Reproduce each of the lines below verbatim, omitting the pictures from your output.

EXTRACTED MATERIAL:
==*==

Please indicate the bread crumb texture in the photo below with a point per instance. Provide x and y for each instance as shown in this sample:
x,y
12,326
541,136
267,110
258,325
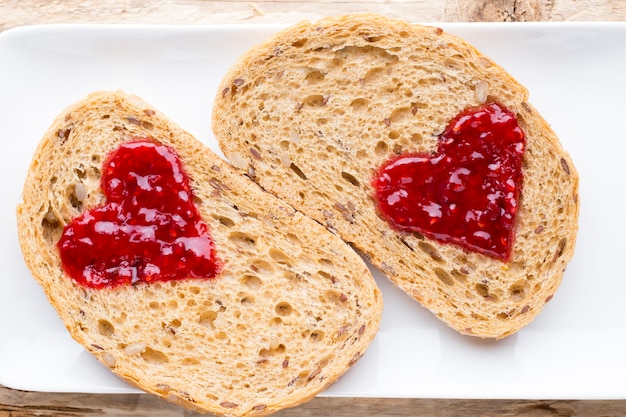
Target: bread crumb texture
x,y
292,310
314,111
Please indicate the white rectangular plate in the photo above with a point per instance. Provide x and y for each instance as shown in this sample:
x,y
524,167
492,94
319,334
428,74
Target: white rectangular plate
x,y
575,349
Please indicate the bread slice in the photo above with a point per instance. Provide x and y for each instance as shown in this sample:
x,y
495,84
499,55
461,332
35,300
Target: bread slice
x,y
291,310
312,113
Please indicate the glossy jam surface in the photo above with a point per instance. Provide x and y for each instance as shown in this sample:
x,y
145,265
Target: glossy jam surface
x,y
148,229
467,192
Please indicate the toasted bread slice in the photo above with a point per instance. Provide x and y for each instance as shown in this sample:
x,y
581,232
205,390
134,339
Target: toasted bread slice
x,y
312,113
291,310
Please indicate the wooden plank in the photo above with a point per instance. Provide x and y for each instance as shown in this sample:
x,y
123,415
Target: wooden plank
x,y
14,13
26,12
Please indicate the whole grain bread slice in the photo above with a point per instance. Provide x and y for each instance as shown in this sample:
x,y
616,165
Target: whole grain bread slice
x,y
293,308
314,111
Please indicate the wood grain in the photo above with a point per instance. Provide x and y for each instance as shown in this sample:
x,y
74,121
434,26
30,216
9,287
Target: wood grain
x,y
13,13
26,12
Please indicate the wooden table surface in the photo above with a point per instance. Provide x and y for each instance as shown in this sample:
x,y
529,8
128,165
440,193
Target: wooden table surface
x,y
15,13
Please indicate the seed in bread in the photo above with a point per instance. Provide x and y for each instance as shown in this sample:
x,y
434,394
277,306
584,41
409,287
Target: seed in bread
x,y
313,112
290,310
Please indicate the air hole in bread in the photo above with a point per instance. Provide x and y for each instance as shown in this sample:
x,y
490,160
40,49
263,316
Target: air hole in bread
x,y
430,250
283,309
51,226
297,171
416,138
105,328
560,248
482,290
80,172
359,104
261,267
459,276
242,240
315,76
381,148
350,178
444,276
207,318
518,290
315,100
272,351
280,257
246,299
225,221
190,362
154,356
374,75
251,281
316,336
328,276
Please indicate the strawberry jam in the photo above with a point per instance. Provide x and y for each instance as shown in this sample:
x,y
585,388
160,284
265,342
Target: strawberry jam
x,y
467,192
148,229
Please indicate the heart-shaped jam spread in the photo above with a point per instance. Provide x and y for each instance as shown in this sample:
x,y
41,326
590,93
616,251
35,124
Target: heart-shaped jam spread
x,y
149,228
467,192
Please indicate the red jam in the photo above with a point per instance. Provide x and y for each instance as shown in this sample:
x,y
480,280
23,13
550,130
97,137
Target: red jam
x,y
467,192
148,230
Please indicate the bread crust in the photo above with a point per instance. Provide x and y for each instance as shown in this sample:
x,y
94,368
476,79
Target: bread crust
x,y
293,308
311,114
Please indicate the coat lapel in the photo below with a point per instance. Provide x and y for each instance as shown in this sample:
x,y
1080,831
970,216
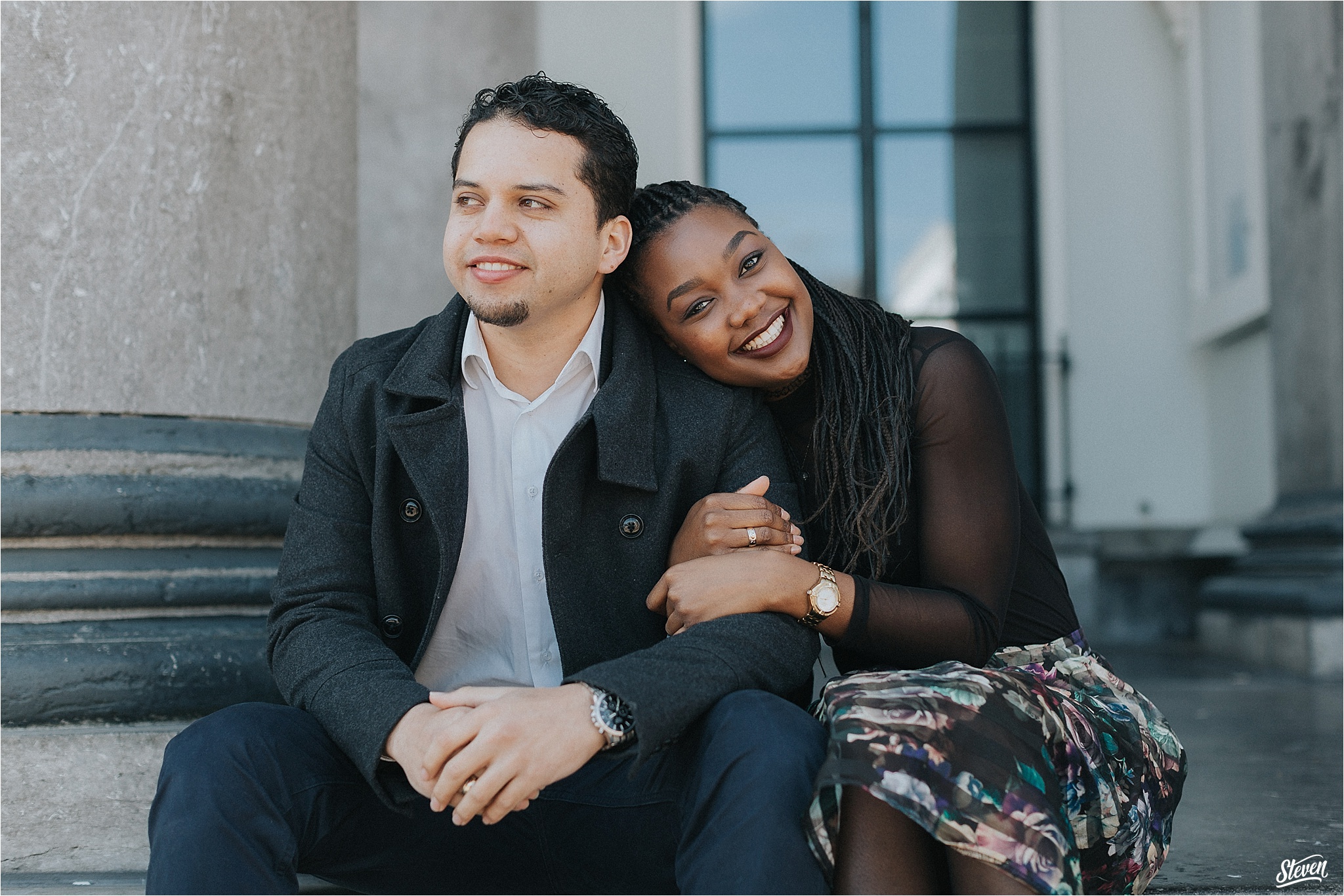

==*==

PROBLEM SOLUTION:
Please indicate the bread crumb texture in the photo below with a point per instance. Provide x and y for each instance as shown in this sample:
x,y
12,326
541,136
267,110
258,325
Target: bread crumb texture
x,y
292,310
314,111
Please indicate the white rectangular plate in the photo above with a point per instance. Provide x and y for each instance as shown in this sample:
x,y
524,167
492,94
319,334
428,74
Target: white rectangular plate
x,y
575,349
Please indicate the bread slice in the photo above with a point per instance. Provide x and y for each instance as shown in this sample:
x,y
495,84
499,55
461,332
35,300
Target: bread slice
x,y
291,310
312,113
Please indicate the glossy jam surface in the photo above with a point per instance. Provide x and y for each instance as shown in this sample:
x,y
145,265
Target: glossy jam surface
x,y
148,229
467,192
Please indicate the toasted bread slice in the photo above with a point per instance. Provide x and y for each instance as shown in this sample:
x,y
581,232
205,390
134,339
Target: toasted bread slice
x,y
312,113
291,310
Please indicate the wooden plank in the photo above with a point per instance. Provide x and y for each instance as shown in this sample:
x,y
123,415
Target: wooden plank
x,y
14,13
26,12
Please indicate the whole grain bread slice in the photo above with a point per instance. Provide x and y for each instance as shown in this sample:
x,y
616,165
Target: whole grain bread slice
x,y
293,308
314,111
Please indicate the wood grain in the photo above with a point per instance. Provide x and y for each instance as shown in this sample:
x,y
74,121
434,26
30,216
9,287
Target: wood grain
x,y
13,13
26,12
Please indicate the wooden table surface in the photo above with a point per instance. Provide x and y for each instance as shown in this sample:
x,y
529,8
128,165
440,193
Target: wooden table surface
x,y
15,13
Please indicate the seed in bread in the photo above with a point per instance. Provide x and y for each instance as shown in this sample:
x,y
434,394
277,306
584,41
409,287
Target: seed in bread
x,y
313,112
290,310
Please indicate the air hole in bread in the photo above with a point per instance. Provide x and y for each instance as shown in this sample:
x,y
490,160
40,49
263,316
Target: air hole in bread
x,y
430,250
283,309
51,226
297,171
416,138
105,328
560,248
482,290
80,172
359,104
261,267
459,276
242,240
315,76
381,148
350,178
444,276
207,318
518,290
315,100
272,351
280,257
246,299
225,221
190,362
154,356
374,75
251,281
316,336
328,276
Please indicate the strawberry jam in the photo above with a point per instance. Provide x and y for each instance as shown in this sample:
x,y
585,388
160,284
265,342
Target: strawberry jam
x,y
467,192
148,229
Please indicate the heart-shaped jam spread in the photo above with a point per instance. Provide x and y for each instance as shown in this sample:
x,y
41,326
590,93
616,251
35,124
Target: heart-shaped jam spread
x,y
149,228
467,192
Please indicate the red jam in the photo above with a point per instance. Provide x and y for each instance as shown in this sample:
x,y
480,280
23,13
550,130
97,137
Target: red jam
x,y
467,192
148,230
Please indicate the bread crust in the photo above with a point per instance. Provide x and y for each instance as shown in this sample:
x,y
94,368
476,79
Target: bread crust
x,y
293,308
311,114
Please indicate the coat lapel in the photo below with a point per instance. Provide x and y for each instance as shown in this sample:
x,y
1080,831
970,216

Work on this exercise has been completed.